__WORK INSTRUCTIONS__. Continue the review of the TV series Flowers from the point where it stops.

__SUPPLIED TEXT__.
━━━━━━━━━━━━━━━━━━━━━━━━━━━━━━

It is being called a comedy-drama, but it’s more like a comedy-drama-about-depression-and-rage-that-is-dark-and-delicious.
The six-part series Flowers aired on Channel 4 in the United Kingdom last month. The channel released an episode every day of the week – ensuring that the strange encounters with the Flowers are sustained throughout.
Flowers seems to have been conceived by a five-way union between Wes Anderson’s aesthetics, Tim Burton’s saturated hues, Edward Gorey’s love of the macabre, The dysfunctionality of Arrested Development, and Roald Dahl’s peculiar imagination. Created by BAFTA-nominated writer and director Will Sharpe, Flowers is a dark and disturbing vignette into the lives of Maurice and Deborah Flowers. Maurice (Julian Barratt), a formerly famous author of the children’s series Grubbs, is suicidal. His music teacher wife Deborah (Olivia Colman) is desperate to be happy and make things work for her family. They are parents to 25-year-old twins. Donald (Daniel Rigby) is the inventor of disastrous contraptions such as the fumigating fondue machine, and Amy (Sophia Di Martino) is an eccentric artist who composes dark piano melodies and miserable poetry. The twins hate each other, but are both in love with their beautiful neighbour, Abigail (Georgina Campbell).

━━━━━━━━━━━━━━━━━━━━━━━━━━━━━━

__INFORMATION PROVIDED__.
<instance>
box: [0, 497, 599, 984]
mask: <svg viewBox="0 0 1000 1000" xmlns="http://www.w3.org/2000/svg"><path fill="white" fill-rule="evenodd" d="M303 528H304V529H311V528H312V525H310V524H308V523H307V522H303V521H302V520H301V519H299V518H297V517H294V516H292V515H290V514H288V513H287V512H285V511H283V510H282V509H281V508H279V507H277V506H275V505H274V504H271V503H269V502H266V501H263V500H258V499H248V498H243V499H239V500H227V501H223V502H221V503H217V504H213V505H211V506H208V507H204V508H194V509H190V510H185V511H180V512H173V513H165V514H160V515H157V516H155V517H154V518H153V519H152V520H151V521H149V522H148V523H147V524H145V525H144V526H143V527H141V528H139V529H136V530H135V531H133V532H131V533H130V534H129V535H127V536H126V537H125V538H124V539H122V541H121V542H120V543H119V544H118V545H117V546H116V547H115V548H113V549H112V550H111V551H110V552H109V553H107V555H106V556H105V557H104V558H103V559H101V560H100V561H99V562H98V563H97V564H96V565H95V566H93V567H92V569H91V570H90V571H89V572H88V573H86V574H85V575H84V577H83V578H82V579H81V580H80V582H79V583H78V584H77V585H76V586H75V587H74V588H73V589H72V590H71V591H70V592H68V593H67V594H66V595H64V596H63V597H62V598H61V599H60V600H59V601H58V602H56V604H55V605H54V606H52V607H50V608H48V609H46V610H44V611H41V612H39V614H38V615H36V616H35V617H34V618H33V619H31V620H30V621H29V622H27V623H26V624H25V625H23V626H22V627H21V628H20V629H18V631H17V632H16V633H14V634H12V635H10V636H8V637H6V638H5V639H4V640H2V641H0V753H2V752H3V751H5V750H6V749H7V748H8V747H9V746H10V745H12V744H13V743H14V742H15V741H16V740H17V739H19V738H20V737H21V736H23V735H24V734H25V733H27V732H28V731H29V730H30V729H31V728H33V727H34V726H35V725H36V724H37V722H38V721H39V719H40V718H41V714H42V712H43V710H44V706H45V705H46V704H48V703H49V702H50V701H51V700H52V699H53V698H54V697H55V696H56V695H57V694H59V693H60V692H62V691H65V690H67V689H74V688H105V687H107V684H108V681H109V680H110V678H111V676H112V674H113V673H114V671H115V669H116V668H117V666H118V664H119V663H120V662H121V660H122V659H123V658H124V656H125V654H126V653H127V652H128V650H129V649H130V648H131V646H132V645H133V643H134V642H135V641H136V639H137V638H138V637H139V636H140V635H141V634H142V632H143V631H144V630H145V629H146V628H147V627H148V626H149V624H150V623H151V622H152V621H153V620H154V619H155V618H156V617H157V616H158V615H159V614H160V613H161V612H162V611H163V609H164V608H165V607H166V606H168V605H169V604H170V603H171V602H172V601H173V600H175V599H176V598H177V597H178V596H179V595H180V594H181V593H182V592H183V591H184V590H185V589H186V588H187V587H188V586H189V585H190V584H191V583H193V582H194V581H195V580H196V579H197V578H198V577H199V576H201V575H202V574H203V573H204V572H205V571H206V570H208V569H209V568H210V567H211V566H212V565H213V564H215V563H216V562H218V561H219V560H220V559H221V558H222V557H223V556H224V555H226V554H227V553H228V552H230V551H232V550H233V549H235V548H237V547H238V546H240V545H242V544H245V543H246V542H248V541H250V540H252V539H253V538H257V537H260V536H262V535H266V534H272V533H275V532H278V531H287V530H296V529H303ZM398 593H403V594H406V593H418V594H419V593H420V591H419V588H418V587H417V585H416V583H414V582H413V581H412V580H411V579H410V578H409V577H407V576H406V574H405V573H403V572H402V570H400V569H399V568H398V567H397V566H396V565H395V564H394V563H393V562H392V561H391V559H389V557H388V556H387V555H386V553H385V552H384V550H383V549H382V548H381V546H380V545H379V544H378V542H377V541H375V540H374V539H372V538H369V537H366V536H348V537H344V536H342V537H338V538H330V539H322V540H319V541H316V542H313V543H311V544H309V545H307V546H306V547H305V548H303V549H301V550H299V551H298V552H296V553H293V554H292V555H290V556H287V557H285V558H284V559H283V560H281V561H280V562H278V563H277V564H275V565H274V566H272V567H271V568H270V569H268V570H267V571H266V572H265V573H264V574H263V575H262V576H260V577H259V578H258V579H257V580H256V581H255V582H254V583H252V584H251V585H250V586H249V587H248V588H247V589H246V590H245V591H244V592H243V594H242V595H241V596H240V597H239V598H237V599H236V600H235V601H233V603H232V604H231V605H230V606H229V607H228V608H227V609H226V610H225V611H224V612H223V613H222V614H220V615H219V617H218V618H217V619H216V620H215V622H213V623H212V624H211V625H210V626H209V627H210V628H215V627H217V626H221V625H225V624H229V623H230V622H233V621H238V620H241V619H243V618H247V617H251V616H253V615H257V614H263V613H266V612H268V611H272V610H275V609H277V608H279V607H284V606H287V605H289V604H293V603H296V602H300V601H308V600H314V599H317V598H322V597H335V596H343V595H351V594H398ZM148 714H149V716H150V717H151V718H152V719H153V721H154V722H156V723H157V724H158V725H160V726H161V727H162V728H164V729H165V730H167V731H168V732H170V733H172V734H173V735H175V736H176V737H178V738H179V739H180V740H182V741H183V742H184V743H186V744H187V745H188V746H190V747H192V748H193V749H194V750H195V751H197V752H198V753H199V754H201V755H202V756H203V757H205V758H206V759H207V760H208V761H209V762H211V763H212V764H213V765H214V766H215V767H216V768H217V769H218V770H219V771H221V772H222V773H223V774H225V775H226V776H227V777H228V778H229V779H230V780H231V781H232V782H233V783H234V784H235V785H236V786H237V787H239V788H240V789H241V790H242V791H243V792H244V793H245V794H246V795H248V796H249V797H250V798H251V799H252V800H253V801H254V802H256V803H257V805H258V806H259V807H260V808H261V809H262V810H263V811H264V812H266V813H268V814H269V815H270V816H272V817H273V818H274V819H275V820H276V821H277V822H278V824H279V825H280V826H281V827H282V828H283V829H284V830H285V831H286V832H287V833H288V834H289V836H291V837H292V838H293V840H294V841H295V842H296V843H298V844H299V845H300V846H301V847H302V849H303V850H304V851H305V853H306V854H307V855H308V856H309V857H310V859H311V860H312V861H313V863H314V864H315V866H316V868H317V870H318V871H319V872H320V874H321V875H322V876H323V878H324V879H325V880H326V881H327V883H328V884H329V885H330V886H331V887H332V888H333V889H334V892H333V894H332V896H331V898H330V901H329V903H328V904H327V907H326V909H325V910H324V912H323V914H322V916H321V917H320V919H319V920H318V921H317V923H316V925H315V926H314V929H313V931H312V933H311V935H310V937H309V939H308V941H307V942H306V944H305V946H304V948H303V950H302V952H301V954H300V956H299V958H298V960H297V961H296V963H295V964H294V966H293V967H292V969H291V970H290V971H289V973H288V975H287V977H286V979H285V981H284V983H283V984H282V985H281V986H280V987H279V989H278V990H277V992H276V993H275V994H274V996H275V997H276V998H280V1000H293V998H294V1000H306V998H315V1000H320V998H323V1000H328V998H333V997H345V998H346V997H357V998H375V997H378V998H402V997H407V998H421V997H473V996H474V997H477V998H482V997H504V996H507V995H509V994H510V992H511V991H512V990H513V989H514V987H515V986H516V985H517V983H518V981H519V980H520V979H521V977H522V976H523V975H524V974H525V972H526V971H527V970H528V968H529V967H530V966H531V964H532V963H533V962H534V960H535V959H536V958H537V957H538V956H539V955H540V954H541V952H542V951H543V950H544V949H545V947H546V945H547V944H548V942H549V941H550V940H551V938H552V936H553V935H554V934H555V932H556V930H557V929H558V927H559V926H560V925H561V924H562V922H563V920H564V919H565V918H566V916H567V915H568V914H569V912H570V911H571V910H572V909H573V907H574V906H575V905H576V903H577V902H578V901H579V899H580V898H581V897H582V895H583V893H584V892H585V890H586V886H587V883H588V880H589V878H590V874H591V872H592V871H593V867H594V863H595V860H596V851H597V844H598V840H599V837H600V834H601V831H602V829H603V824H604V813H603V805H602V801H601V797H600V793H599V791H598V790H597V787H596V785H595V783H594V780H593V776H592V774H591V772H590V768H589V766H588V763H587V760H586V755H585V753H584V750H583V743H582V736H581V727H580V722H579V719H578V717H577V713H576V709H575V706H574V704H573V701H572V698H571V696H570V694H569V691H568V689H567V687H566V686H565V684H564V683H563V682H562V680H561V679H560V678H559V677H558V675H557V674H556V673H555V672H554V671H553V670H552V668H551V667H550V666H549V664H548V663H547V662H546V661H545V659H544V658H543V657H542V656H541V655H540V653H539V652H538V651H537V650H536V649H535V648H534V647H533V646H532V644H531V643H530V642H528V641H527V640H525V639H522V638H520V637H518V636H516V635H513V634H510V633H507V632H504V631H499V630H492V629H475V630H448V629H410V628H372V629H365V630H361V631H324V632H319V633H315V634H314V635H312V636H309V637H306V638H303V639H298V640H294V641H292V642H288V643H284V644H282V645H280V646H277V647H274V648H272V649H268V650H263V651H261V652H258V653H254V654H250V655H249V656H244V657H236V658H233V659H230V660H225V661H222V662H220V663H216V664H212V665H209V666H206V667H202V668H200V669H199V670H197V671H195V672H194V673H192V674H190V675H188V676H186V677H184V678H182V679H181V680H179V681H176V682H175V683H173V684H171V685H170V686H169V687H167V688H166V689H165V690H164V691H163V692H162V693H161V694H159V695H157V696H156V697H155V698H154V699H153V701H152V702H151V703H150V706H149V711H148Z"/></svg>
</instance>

━━━━━━━━━━━━━━━━━━━━━━━━━━━━━━

__TASK RESPONSE__.
The Flowers live in a crumbling house in the English countryside at an undisclosed location and in an undisclosed era. The family includes a silent grandmother who breezes around in the background, and Shun (Sharpe), the Japanese illustrator of Maurice’s grim rhymes for children. Shun upholds many racist stereotypes as the friendly Oriental who speaks in heavily accented English and is too simple, too happy and too wise. But he is also the only bright spot of sunshine in the winter of the Flower family’s discontent.
The show starts on the day of their anniversary. This morning, Maurice tries to hang himself by a tree, but the branch snaps, leaving Maurice with another day under the dark cloud that is his hollow depression. He tells no one. Desperate to help, Deborah gets him a book called How to Be Happy. He brings her nothing.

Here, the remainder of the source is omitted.